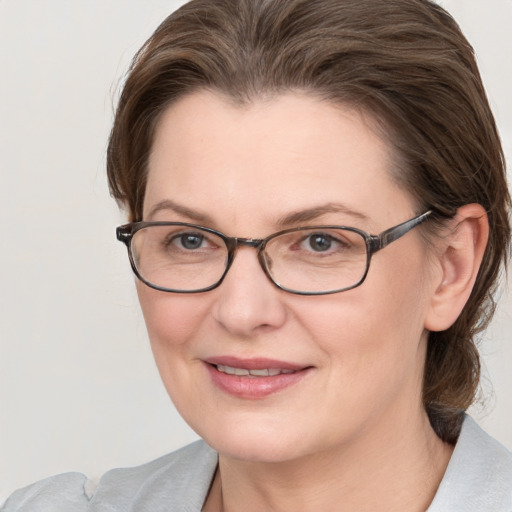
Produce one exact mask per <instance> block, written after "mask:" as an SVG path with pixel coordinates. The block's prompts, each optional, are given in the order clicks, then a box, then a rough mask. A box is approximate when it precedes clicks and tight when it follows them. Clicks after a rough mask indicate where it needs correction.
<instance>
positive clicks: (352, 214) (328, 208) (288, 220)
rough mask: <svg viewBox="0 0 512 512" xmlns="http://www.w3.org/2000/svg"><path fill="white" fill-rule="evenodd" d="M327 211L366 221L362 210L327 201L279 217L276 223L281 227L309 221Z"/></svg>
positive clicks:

▶ DIRECTIONS FOR THIS TASK
Pictures are to be left out; everything else in the entries is reproduced verbatim.

▶ RESPONSE
Produce one exact mask per <instance> block, written after "mask:" as an SVG path with pixel coordinates. The block's prompts, each optional, are given in the order clicks, then a box, then a rough mask. A box is approximate when it precedes clicks and tight when it follows them. Clicks after a rough mask indicate where it needs correction.
<instance>
positive clicks: (352, 214) (328, 208) (288, 220)
rough mask: <svg viewBox="0 0 512 512" xmlns="http://www.w3.org/2000/svg"><path fill="white" fill-rule="evenodd" d="M327 211L366 221L362 210L327 201L279 217L276 223L281 227L309 221Z"/></svg>
positive clicks:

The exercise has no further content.